> _TASK DESCRIPTION_:
Copy out every one of the records below, substituting "dot" for each occurrence of "marker" and changing nothing else.

> _DATA FOR THIS TASK_:
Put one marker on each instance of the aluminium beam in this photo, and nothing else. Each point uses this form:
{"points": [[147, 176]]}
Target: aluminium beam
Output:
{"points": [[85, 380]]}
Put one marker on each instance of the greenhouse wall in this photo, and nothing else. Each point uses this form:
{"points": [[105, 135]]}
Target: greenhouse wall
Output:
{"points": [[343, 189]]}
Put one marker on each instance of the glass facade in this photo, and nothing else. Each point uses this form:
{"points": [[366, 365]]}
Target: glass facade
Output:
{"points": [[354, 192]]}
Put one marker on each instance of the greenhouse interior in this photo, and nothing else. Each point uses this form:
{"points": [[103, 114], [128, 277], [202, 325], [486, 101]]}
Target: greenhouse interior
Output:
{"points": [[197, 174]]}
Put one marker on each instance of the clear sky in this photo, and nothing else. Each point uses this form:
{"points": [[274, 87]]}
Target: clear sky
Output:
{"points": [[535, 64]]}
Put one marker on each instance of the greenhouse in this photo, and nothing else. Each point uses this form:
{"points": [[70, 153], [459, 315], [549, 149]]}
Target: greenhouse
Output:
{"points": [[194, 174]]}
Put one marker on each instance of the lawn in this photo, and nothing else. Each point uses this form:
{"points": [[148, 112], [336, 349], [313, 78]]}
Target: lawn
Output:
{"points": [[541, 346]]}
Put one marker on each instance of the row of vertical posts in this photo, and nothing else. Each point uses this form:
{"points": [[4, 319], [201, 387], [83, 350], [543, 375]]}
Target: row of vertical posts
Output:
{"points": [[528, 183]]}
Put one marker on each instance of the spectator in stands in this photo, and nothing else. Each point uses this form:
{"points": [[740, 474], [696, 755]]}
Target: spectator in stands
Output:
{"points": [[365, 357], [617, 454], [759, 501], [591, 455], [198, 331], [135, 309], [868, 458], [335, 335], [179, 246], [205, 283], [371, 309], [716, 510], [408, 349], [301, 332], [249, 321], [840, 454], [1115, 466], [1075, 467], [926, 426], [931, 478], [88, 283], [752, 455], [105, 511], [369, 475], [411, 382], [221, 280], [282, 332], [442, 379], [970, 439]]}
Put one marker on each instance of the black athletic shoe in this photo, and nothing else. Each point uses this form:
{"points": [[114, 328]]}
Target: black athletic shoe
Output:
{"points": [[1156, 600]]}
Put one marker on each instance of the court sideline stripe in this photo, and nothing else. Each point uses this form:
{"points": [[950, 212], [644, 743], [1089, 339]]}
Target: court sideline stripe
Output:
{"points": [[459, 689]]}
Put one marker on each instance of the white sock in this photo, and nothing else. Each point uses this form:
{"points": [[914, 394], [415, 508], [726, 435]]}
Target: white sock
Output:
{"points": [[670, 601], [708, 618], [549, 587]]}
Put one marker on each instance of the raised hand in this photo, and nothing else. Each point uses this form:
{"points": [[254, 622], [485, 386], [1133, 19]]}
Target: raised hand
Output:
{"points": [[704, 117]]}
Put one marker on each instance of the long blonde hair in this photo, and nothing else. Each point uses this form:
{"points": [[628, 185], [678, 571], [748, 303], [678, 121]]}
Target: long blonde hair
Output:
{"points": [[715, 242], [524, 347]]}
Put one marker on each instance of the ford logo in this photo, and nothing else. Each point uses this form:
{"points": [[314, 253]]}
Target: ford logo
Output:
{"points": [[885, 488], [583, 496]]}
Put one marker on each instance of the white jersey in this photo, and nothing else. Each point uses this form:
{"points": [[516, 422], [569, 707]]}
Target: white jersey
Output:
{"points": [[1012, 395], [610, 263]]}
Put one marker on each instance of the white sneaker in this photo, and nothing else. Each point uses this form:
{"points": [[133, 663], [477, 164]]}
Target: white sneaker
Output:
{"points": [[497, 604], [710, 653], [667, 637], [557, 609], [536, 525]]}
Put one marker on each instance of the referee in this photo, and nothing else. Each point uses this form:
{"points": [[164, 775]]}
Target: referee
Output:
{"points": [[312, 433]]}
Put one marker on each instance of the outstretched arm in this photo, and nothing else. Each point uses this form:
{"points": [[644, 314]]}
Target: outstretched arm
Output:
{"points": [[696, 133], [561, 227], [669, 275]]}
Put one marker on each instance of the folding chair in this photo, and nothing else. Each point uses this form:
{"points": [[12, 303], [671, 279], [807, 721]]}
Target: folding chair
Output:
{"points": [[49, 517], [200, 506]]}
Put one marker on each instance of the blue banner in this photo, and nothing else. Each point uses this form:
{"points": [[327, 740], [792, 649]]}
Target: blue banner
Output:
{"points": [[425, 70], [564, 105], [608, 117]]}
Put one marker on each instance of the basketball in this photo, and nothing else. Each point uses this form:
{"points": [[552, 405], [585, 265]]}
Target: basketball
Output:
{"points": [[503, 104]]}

> _EXERCISE ANSWER_:
Put one dot on each instance of the aluminium beam in this photo, and nothing else. Each point uses this form:
{"points": [[147, 176]]}
Target: aluminium beam
Output:
{"points": [[85, 380]]}
Put one dot on each instance of the greenhouse wall in this photo, and nothing else. Each point uses this form:
{"points": [[105, 135]]}
Target: greenhouse wall
Output:
{"points": [[343, 189]]}
Put one dot on each instance of the glass facade in this photo, and nothing else. Each point uses this form:
{"points": [[366, 365]]}
Target: glass facade
Output:
{"points": [[354, 192]]}
Put one dot on each instance of the greenhouse interior in this photo, and nothing else. Each point uses this form:
{"points": [[103, 114], [128, 277], [202, 325], [486, 101]]}
Target: greenhouse interior
Output:
{"points": [[197, 174]]}
Put one dot on each instance of the clear sky in this photo, and nothing else. Each point uses this form:
{"points": [[274, 87]]}
Target: clear sky
Output:
{"points": [[535, 64]]}
Put one dot on each instance of the greenhouse in this photo, and nothing else. Each point uses this form:
{"points": [[70, 153], [459, 315], [549, 149]]}
Target: greenhouse
Output:
{"points": [[194, 174]]}
Put one dot on each instance of the lawn in this photo, and nothing else. Each point uses this form:
{"points": [[148, 112], [336, 349], [313, 78]]}
Target: lawn
Output:
{"points": [[541, 346]]}
Put one dot on each instance of the row of vertical posts in this photo, and nothing else. Each point uses this form:
{"points": [[4, 319], [201, 387], [83, 350], [543, 375]]}
Target: row of vertical posts
Output:
{"points": [[528, 183]]}
Put one dot on each instance of the spectator in stands in this photo, and nothing else. Each point uses this form:
{"points": [[740, 474], [696, 755]]}
Target: spectator in stands
Output:
{"points": [[365, 357], [617, 454], [759, 501], [591, 455], [198, 331], [135, 309], [868, 458], [335, 335], [179, 246], [205, 283], [371, 309], [716, 510], [408, 349], [301, 332], [249, 321], [840, 454], [1115, 466], [1075, 467], [926, 426], [931, 478], [88, 283], [752, 455], [105, 511], [369, 475], [411, 382], [221, 280], [282, 332], [442, 379], [970, 439]]}
Put one dot on each instance of the black athletic shoe in this photo, and nothing else. Each point uses this form:
{"points": [[114, 328]]}
Target: black athletic shoe
Output:
{"points": [[1156, 600]]}
Put one dot on each instance of the court sideline stripe in this photo, and nothing else. Each point uses this form:
{"points": [[950, 212], [644, 743], [1089, 339]]}
Target: court sideline stripe
Output:
{"points": [[459, 689]]}
Put one dot on each instance of the white sock in this photo, and nothing else. Each point uses this form:
{"points": [[914, 394], [415, 508], [726, 435]]}
Target: white sock
Output:
{"points": [[670, 601], [708, 618], [549, 587]]}
Put one dot on each instance of the raised hand in this photo, and nothing else. Each point uses this form:
{"points": [[254, 622], [485, 386], [1133, 19]]}
Target: raised hand
Output:
{"points": [[704, 117]]}
Put one dot on each instance of the long blonde hair in this photo, and nothing else. Each point uses this form:
{"points": [[628, 185], [678, 571], [748, 303], [678, 121]]}
Target: long blonde hair
Output:
{"points": [[715, 242], [524, 347]]}
Put one dot on each instance of the ford logo in this photo, and nothing else. Each point uses this form:
{"points": [[314, 253]]}
Target: ford logo
Output:
{"points": [[885, 488], [583, 496]]}
Put one dot on each instance of the white jersey in this photo, and nothing else. Each point uses this form:
{"points": [[516, 422], [569, 707]]}
Target: white jersey
Output:
{"points": [[1012, 395], [610, 263]]}
Put one dot on each instance of the white sneaker in this photo, and nothing else. Each point uses this form:
{"points": [[133, 663], [477, 164]]}
Target: white sneaker
Output:
{"points": [[497, 604], [710, 653], [667, 637], [557, 609], [536, 525]]}
Put one dot on each instance of the referee in this photo, and nothing else. Each point uses this form:
{"points": [[164, 775]]}
Target: referee
Output:
{"points": [[312, 433]]}
Put one dot on each instance of the outstretched arm in this photo, and nothing else. Each point uses this form:
{"points": [[644, 314]]}
Target: outstretched arm
Output:
{"points": [[696, 133], [561, 227], [669, 275]]}
Put one dot on each instance of the folding chair in this photo, and nothing else. Each point uses this form:
{"points": [[12, 303], [671, 279], [807, 721]]}
Target: folding chair
Output:
{"points": [[49, 517], [200, 506]]}
Put one dot on each instance of the blue banner in this photo, and nothing else. Each point uses this form:
{"points": [[327, 740], [792, 649]]}
Target: blue banner
Output:
{"points": [[425, 70], [564, 105], [608, 117]]}
Put one dot on each instance of the basketball in this photo, and nothing else. Each point uses this form:
{"points": [[552, 405], [585, 265]]}
Target: basketball
Output:
{"points": [[503, 104]]}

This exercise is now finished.